Source extract:
========================================

The story of human evolution and dispersal keeps getting more complicated. New finds at a cave in the Rhone Valley, in southern France, reveal that around 54,000 years ago, modern humans from the Middle East arrived and made a failed attempt to settle the continent. Moreover, they occupied a cave where Neanderthals had lived before – and would live after them.
Archaeologists digging at Mandrin Cave, near the city of Montelimar, have uncovered a layer of Homo sapiens remains, including artifacts and a human tooth, sandwiched between earlier and later signs of Neanderthal habitation. The distinctive sapiens vestiges were dated to between 57,000 and 52,000 years ago, some 10,000 years before the earliest known modern human sites in Europe, located in southern Italy and Bulgaria.
It was thought that, at the time of this newly discovered French incursion, 54,000 years ago, our ancestors had just barely left Africa, given that the oldest modern human remains known outside the continent were found at Manot Cave in northern Israel and date to around 55,000 years ago.

========================================

[Stored items]
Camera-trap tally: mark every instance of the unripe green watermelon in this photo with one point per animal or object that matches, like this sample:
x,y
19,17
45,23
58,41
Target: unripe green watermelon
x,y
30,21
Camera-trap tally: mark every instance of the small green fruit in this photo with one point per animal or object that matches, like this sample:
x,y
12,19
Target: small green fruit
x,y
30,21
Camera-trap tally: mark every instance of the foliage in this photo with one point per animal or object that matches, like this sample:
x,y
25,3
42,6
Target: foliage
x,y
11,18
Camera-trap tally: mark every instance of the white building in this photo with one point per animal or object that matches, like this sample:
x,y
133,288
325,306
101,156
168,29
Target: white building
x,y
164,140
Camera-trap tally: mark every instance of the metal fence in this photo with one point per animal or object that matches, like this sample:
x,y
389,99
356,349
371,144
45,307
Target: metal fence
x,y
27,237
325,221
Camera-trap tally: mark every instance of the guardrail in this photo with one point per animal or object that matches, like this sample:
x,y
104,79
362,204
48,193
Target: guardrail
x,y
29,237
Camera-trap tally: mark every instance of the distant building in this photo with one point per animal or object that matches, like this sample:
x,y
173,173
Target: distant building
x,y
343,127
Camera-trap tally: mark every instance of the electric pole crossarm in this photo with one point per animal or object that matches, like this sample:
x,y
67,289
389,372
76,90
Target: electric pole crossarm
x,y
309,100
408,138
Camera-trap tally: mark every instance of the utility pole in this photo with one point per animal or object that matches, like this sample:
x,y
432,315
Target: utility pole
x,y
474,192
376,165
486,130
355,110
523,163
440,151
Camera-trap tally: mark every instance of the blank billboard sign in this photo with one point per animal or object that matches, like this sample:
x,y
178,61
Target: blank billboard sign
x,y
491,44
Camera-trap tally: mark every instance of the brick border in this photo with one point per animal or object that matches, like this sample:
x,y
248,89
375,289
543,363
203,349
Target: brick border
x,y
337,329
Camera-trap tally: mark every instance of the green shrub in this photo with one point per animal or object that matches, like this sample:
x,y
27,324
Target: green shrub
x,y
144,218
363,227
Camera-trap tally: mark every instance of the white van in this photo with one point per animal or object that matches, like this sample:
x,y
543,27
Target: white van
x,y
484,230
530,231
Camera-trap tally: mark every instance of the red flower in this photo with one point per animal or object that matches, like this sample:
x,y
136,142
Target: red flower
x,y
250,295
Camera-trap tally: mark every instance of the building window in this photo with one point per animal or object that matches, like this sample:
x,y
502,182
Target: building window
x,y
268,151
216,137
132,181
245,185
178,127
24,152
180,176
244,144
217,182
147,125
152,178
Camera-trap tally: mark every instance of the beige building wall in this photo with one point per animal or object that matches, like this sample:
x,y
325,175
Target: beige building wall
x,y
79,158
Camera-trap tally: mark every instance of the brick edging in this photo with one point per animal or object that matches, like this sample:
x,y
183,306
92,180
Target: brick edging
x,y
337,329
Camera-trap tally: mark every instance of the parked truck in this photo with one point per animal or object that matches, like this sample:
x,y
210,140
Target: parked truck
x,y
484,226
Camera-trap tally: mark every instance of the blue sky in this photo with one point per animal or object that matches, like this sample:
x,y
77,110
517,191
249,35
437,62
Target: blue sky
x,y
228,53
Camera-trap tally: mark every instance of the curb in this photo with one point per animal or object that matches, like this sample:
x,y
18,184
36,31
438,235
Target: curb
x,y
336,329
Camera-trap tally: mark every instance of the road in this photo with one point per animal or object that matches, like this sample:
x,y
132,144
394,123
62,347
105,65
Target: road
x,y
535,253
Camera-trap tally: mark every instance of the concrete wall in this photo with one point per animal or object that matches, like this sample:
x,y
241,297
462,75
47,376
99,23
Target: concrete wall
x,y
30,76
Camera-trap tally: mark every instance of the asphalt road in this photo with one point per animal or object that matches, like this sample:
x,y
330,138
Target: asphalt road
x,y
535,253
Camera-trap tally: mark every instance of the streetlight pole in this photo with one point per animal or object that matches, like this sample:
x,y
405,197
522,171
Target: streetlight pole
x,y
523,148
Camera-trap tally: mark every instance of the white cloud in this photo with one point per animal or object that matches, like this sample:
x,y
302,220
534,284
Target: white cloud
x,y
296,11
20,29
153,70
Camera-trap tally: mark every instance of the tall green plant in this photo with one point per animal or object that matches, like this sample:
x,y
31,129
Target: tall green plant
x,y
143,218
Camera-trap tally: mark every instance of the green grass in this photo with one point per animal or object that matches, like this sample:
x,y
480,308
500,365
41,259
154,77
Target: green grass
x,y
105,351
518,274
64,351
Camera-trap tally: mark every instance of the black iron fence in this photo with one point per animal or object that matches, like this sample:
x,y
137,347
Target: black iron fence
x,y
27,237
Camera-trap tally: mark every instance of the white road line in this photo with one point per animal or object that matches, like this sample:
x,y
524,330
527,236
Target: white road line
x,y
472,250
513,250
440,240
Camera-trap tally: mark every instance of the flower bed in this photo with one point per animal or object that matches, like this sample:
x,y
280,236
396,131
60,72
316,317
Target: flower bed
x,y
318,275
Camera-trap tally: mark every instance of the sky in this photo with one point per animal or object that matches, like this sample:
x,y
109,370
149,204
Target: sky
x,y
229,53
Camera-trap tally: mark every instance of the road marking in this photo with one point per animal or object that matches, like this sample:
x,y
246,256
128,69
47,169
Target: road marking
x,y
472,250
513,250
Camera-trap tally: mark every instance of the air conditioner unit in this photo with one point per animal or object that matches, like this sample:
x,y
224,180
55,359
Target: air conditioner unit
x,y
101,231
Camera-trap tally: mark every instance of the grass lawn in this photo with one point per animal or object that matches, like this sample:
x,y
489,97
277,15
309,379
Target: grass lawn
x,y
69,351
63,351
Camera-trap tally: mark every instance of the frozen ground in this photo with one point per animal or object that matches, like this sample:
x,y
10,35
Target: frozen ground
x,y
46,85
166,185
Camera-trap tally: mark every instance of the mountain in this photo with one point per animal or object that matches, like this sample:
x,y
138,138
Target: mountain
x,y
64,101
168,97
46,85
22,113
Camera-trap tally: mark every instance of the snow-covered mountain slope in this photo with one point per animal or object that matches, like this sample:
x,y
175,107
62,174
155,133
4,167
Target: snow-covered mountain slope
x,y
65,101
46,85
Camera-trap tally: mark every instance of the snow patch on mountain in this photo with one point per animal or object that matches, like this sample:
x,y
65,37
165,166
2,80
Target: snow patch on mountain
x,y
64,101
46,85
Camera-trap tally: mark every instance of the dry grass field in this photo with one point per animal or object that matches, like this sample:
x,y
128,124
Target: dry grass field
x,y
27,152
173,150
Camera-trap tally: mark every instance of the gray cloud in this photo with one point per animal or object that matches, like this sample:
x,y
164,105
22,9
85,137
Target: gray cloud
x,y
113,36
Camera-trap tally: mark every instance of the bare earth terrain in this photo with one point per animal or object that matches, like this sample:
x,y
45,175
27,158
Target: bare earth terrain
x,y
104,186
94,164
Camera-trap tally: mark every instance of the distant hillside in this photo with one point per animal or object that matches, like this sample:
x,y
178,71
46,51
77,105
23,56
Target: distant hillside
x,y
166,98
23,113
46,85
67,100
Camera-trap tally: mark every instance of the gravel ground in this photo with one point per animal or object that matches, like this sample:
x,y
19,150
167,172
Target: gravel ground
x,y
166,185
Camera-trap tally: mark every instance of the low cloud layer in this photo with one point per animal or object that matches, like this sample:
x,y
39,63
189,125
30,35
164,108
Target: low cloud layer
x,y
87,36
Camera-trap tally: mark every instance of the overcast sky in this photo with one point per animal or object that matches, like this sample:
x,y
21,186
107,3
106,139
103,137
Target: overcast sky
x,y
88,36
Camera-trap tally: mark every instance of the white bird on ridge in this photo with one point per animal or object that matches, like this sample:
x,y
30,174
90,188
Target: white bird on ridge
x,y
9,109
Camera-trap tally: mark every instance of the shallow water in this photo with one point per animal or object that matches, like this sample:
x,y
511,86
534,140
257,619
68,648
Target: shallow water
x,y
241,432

========================================

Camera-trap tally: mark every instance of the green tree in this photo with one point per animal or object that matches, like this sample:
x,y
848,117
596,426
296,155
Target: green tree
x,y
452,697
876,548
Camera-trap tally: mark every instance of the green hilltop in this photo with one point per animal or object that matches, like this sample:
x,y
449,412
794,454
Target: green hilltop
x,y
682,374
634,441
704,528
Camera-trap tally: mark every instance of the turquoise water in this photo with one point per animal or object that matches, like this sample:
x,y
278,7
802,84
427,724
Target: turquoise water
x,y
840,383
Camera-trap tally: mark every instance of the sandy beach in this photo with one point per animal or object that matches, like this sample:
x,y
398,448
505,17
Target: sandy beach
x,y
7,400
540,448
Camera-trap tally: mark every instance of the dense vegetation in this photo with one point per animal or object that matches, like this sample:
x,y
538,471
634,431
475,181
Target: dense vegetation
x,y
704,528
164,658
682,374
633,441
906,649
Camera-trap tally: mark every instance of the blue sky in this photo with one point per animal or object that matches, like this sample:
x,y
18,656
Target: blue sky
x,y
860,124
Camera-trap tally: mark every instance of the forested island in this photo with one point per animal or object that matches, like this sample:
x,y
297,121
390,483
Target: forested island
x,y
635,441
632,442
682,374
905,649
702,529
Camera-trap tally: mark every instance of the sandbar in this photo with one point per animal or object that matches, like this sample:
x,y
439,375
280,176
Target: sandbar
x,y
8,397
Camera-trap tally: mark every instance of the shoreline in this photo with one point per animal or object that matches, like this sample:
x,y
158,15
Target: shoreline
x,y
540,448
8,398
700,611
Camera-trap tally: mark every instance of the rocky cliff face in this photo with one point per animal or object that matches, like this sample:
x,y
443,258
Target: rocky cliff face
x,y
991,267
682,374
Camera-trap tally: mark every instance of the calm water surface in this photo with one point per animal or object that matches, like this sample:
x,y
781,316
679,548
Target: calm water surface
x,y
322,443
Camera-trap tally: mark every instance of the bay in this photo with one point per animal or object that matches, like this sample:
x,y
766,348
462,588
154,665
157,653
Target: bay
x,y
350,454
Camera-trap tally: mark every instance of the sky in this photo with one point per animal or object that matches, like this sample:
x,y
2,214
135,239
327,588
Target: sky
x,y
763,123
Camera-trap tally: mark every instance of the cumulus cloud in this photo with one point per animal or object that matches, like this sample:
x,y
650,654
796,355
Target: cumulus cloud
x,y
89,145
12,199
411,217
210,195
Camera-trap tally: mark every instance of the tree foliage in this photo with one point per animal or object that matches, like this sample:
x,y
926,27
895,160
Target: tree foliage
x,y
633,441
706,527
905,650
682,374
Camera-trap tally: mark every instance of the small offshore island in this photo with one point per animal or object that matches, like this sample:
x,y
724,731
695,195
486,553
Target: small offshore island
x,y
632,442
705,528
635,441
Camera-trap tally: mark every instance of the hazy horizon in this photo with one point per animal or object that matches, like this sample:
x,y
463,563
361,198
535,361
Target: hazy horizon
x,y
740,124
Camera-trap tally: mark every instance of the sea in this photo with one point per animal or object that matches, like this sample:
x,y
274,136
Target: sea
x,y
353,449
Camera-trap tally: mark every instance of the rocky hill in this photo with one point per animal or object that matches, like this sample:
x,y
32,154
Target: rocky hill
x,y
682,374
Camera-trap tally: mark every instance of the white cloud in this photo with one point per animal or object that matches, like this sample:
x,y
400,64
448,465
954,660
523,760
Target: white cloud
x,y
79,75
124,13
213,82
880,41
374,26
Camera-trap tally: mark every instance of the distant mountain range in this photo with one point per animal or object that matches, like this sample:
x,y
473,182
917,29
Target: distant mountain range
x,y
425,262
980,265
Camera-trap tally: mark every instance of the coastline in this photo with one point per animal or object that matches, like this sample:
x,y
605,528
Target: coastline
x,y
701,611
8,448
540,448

========================================

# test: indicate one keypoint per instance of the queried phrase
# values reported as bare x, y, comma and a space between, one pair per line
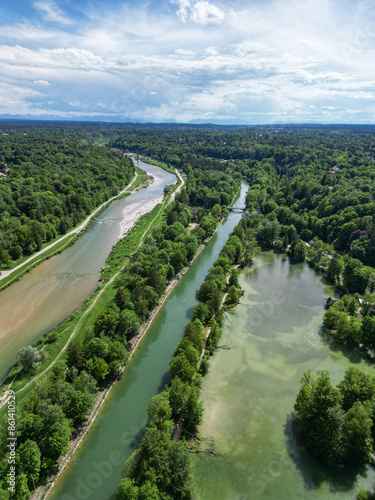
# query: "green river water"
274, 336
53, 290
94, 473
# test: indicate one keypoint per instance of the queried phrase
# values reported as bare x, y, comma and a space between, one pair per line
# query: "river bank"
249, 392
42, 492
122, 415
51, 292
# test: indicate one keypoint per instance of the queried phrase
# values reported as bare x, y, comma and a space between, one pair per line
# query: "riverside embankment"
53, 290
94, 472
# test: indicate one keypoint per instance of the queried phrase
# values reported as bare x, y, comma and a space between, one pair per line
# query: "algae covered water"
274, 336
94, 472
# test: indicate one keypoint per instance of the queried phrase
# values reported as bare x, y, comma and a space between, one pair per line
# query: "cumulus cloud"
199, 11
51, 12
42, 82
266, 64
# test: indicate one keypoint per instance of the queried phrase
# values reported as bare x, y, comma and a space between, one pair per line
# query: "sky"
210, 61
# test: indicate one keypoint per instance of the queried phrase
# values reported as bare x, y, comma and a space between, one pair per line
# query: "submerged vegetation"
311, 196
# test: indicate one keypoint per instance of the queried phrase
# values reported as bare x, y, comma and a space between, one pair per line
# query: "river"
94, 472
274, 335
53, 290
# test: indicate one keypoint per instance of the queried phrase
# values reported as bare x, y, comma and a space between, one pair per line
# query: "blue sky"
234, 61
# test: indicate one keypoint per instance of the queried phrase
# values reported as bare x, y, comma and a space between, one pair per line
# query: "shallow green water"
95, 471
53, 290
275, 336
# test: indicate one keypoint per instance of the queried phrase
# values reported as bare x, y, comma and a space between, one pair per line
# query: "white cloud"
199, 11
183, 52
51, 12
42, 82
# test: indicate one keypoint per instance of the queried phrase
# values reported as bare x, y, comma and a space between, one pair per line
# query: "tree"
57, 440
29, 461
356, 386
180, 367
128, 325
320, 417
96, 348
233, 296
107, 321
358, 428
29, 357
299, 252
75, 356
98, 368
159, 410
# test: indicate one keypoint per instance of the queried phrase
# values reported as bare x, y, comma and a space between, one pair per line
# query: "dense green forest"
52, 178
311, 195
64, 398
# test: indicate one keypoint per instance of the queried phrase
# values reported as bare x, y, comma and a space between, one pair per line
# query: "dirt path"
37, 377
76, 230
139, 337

========================================

Problem set:
- a) From the text on Mandrin Cave, return verbatim the part that opens with the words containing "The story of" and closes with "live after them.".
- b) Answer these questions from the text on Mandrin Cave:
(i) Near which city is Mandrin Cave?
(ii) Where were the earliest known modern human sites in Europe located, before this find?
(iii) At which cave were the oldest modern human remains known outside Africa found?

Answers to this exercise:
- a)
The story of human evolution and dispersal keeps getting more complicated. New finds at a cave in the Rhone Valley, in southern France, reveal that around 54,000 years ago, modern humans from the Middle East arrived and made a failed attempt to settle the continent. Moreover, they occupied a cave where Neanderthals had lived before – and would live after them.

- b)
(i) Montelimar
(ii) Southern Italy and Bulgaria
(iii) Manot Cave in northern Israel